▸ **Source extract**
Kamado Joe Just Unveiled a New Smart Grill — and We Tested It Out

The new features aim for the best wings, pizza, and grilled vegetables yet.

We independently evaluate all recommended products and services. If you click on links we provide, we may receive compensation. Learn more.

Kamado Joe Konnected Joe Review 2023

Kamado Joe

The first time I touched a kamado grill, I was in a parking lot in Atlanta, GA, with 300 festival attendees arriving in an hour to sample the food I cooked on it. Perhaps this wasn’t the most glamorous or confidence-building introduction to the style, but it was an introduction nonetheless. After futzing about with the top and bottom vents, I beat the learning curve and finally got my heat regulated and ready to cook about 10 minutes before the gates opened.

Since my introduction, I’ve worked with kamado grills several times and have gained more appreciation for them. When Kamado Joe reached out and asked if I’d like to test drive its new Konnected Joe, a classic Kamado Joe grill with WiFi connectivity and app capabilities, I didn’t hesitate. I received the Konnected model, plus a full array of punnily-named accessories, a “culinary jungle gym,” as they describe it, and put it to the test for a week. 

The Konnected Joe is now available for pre-order from Home Depot and Kamado Joe, with grills scheduled to ship in June. In the meantime, read on for how it performed in our home tests as well as our thoughts on the app, the control panel, cleaning, and fuel efficiency.

Kamado Joe Grill

Kamado Joe

  • Temperature Range: 200 to 750 degrees Fahrenheit
  • Cooking Area: 250 square inches total with two-tier cooking system
  • Weight: 216 pounds

 Price at time of publish: $1,699

The Setup

The grill arrived directly from the Kamado Joe via freight, palletized for shipping due to its size and weight. On the first test day, chef Eric Gephart, Director of Culinary Inspiration at Kamado Joe, and Caitlin McNulty, who works in product tech at Kamado Joe, joined me to put it through its paces. This grill is heavy at 216 pounds, so you’ll want help with the assembly process. In assembling the grill, you’ll find that it’s much easier to move if you take everything out of the box and grill before any attempt to place it in its final location. The Joe ships with all the tools necessary to put the grill together, with pictogram-type instructions similar to those of a certain popular Swedish home goods store. The instructions were pretty straightforward, and the assembly took about 40 minutes. 

Given that my helpers were more than casual acquaintances with the product, allow an hour for setup with two people unfamiliar with the grill. The big downside for me is the amount of styrofoam used in shipping. It’s a heavy ceramic grill that needs padding during shipping, but a greener solution would sit better with me.

[Dataset entries]
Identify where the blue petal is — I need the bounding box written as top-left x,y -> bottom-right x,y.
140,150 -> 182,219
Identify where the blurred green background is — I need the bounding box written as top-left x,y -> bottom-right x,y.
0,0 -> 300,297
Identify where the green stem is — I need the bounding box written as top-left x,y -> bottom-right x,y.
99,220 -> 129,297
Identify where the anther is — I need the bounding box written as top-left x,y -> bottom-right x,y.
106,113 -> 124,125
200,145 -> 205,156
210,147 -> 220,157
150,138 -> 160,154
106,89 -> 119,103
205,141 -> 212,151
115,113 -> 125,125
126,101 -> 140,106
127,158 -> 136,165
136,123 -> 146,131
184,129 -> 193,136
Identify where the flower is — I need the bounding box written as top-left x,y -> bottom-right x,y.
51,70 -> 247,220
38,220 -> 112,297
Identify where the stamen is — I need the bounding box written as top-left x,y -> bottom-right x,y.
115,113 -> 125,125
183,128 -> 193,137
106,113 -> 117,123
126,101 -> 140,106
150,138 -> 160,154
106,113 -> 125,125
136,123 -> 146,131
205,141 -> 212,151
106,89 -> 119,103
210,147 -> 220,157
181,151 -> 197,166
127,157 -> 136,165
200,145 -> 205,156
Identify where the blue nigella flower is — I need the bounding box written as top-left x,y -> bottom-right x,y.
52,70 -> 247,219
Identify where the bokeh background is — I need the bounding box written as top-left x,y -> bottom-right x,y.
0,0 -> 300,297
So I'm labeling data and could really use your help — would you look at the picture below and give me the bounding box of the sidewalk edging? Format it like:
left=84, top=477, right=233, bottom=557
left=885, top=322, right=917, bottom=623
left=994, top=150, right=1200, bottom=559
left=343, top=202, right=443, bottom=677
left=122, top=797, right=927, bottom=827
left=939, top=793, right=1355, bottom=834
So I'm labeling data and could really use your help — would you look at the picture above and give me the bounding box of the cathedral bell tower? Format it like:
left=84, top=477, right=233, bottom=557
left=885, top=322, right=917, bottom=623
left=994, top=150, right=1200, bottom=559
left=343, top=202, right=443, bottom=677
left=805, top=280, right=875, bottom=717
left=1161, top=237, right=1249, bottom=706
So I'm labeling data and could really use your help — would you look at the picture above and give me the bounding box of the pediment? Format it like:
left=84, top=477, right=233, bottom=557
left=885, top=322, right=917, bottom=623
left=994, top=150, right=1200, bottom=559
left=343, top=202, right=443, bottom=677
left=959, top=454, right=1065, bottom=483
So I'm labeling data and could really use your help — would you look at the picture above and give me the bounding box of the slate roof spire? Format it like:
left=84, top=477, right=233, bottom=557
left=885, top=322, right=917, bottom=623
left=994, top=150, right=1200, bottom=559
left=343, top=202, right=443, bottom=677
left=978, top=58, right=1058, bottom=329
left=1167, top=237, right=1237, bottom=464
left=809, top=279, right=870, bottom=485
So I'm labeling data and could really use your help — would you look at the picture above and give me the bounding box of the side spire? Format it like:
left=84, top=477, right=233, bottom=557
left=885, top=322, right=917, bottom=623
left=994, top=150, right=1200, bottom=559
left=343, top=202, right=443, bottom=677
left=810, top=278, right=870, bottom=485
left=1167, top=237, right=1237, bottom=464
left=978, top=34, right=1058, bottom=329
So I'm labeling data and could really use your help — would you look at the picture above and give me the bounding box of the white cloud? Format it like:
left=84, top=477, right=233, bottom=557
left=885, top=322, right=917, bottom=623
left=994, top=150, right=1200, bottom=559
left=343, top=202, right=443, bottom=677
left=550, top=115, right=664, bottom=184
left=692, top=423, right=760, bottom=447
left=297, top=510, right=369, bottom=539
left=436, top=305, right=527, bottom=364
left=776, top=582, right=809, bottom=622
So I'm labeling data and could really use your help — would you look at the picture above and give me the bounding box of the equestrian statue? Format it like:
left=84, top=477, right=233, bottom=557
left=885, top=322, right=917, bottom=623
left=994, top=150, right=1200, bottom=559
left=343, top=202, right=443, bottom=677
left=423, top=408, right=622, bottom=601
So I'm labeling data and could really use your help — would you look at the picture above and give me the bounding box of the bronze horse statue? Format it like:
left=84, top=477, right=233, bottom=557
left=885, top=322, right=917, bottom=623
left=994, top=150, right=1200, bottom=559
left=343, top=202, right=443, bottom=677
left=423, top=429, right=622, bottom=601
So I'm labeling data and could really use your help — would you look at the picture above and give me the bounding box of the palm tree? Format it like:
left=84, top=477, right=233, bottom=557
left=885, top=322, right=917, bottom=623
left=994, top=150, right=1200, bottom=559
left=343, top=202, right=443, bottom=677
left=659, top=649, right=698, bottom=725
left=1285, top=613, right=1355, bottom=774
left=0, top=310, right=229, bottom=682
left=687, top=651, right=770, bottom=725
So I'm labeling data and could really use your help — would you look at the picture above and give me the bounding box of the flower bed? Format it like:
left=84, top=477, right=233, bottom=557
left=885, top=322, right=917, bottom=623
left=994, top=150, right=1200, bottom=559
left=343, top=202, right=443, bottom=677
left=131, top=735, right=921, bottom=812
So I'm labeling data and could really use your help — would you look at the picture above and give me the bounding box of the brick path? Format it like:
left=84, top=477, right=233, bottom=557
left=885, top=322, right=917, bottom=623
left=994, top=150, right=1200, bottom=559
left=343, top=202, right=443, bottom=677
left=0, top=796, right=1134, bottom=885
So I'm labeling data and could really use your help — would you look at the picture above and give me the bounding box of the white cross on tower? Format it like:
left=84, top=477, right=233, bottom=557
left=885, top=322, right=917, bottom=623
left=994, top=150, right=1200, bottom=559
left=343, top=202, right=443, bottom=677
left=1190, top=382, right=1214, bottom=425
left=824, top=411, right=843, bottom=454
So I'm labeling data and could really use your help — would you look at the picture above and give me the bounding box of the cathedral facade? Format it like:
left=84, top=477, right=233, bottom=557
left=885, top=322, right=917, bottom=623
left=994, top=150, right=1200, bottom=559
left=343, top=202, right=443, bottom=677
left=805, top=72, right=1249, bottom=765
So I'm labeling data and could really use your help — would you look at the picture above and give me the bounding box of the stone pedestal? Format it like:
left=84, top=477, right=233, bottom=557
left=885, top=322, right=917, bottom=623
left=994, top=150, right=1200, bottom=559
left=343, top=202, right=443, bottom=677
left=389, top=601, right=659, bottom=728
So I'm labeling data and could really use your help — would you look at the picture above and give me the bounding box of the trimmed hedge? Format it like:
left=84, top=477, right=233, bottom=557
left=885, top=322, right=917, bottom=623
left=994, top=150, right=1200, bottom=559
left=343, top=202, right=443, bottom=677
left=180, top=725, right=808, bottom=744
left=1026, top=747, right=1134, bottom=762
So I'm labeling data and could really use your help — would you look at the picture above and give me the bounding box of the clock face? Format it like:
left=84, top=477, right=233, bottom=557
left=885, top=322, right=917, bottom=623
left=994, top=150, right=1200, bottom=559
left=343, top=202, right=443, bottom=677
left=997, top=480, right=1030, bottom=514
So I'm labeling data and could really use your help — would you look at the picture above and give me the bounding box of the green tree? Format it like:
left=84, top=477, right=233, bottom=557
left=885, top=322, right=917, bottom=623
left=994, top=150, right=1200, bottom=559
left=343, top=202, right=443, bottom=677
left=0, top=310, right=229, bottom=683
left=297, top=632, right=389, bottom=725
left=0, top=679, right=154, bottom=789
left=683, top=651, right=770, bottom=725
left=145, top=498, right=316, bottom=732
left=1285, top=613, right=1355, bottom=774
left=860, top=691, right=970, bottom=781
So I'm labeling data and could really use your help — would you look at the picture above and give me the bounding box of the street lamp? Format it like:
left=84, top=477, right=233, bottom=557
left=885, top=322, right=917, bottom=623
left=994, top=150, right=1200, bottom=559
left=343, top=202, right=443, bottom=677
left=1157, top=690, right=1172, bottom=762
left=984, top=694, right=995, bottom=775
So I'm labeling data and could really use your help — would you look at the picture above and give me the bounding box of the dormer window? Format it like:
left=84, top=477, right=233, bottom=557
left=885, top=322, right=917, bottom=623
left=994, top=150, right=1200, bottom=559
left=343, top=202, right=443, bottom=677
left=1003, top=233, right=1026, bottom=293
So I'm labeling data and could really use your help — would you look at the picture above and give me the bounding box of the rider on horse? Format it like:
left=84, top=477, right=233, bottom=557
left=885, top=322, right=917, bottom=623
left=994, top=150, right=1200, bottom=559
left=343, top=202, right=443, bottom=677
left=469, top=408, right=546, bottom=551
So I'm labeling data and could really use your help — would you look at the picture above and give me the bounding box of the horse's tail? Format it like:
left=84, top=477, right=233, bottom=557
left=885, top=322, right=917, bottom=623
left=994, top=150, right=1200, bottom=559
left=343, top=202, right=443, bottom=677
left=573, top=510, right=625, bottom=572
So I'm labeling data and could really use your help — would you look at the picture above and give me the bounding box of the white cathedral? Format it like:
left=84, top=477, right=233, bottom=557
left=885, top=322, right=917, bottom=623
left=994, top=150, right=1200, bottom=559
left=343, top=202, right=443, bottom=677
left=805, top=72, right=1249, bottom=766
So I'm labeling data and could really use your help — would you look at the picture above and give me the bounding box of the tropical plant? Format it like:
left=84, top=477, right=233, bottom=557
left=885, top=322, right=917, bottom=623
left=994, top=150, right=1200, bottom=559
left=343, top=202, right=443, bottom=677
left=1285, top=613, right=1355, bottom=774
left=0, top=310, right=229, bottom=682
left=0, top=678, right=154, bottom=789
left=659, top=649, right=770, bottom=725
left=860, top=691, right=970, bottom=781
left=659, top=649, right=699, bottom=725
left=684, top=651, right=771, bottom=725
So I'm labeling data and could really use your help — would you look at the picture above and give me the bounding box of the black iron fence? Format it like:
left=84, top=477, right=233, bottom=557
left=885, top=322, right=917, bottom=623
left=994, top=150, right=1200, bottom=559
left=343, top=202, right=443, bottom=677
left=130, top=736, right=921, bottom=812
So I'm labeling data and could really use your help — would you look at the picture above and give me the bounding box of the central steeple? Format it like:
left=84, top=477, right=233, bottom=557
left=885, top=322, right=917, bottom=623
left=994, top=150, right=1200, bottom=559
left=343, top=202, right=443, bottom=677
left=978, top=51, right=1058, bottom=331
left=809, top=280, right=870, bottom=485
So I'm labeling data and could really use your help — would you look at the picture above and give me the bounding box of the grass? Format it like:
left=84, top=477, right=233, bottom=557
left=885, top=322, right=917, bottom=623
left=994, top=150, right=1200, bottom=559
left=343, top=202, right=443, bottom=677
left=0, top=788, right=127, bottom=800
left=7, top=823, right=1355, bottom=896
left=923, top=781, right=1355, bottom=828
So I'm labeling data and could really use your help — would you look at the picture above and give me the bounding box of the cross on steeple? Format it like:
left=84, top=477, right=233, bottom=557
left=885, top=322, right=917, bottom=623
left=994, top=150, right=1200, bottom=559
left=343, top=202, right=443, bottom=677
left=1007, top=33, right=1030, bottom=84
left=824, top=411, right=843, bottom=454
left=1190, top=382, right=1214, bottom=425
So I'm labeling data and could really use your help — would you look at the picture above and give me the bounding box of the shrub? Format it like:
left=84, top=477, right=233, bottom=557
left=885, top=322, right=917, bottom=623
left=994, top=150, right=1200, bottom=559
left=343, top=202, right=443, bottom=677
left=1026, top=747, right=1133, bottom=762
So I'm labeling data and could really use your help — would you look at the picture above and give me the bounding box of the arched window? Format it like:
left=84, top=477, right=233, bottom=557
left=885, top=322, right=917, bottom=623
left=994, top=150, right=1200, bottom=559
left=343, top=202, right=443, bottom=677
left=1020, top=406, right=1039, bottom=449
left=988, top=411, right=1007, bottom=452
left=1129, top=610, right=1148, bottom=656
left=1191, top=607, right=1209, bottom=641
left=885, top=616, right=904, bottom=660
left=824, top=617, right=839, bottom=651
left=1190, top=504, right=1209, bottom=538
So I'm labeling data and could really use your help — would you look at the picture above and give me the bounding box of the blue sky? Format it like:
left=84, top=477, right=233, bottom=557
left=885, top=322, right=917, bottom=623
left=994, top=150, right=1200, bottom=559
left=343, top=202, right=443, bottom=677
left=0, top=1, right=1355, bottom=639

▸ **What you need to do**
A. Render this sentence from the grill review in Spanish: "The instructions were pretty straightforward, and the assembly took about 40 minutes."
B. Carry on writing the grill review, starting after its last sentence.
You won't need the records for any of this.

▸ **Outputs by task**
A. Las instrucciones eran bastante sencillas y el montaje llevó unos 40 minutos.

B.
The App and Control Panel

Connecting the grill is simple, as easy as adding a smart doorbell or TV streaming device to your wireless network. Download the app to your phone, which guides you through the setup to connect to your grill and wireless network. The app is intuitive, and its primary purpose lies in setting and monitoring the temperature of the grill and the food on the grill.

Kamado Joe Konnected Joe Control Panel

Greg Baker / Food & Wine

The control panel (Kontrol Board) handles the heavy lifting for your cook. Fill the bottom of the grill with charcoal, press the automatic fire starter button, and set your desired temperature. A fan regulating the bottom airflow will start, and the control panel will advise you how far to open the top vent for temperature control. On first opening the grill after setting the temperature, the control panel will ask if you are using any accessories and what type, providing further information and guidance for heat control. The control panel can accommodate up to three temperature probes, which you can use to monitor the temperature of different foods on the grill.

Fear not, though, if you lose power or WiFi. The Konnected Joe can utilize a Bluetooth connection to your phone, forgoing WiFi, and it’s fully functional in analog mode, manipulating the heat via top and bottom vents without the Kontrol Panel or the app. Either of these options is handy should you want to take your Kamado Joe to a picnic spot or on a camping trip where no WiFi is available.

Cooking on the Konnected Joe

Test 1: Chicken Wings and Steak

After getting through the initial steps to start cooking, the Joe functions like any other Kamado Joe grill. The "Divide and Conquer" grilling system allows for multiple configurations in your cooking setup, with deflectors and grill grates arrangeable for differing heat profiles for direct or indirect cooking. Our first test was to slow-roast some chicken wings. We set the grill for one offset cooking zone, one for direct heat, and the initial temperature to 250°F Fahrenheit via the app.

The grill came up to temperature in a respectable amount of time, covering the ground from 62°F ambient temperature to 250°F in 23 minutes. After slowly cooking the chicken to 165°F internal temperature, we turned the temperature up for direct heat to crisp the skin. The grill responded well; with a higher starting temperature, it reached 400°F in about 11 minutes. With the combination of direct and deflected heat added to the convection, the wings were ready in minutes. 

Striking while the iron was hot, so to speak, we took the heat up to 600°F and seared a piece of flank steak on the basic grill grates. Good Maillard caramelization and a perfect medium rare took about five minutes.

Test 2: Produce

I try to eat at least 50 percent of my meals as plant-based or vegetarian for health reasons, and we’ve seen how it works for simple meat preparations. Now, how does the Joe do with grilling vegetables? Quite well, but with some caveats.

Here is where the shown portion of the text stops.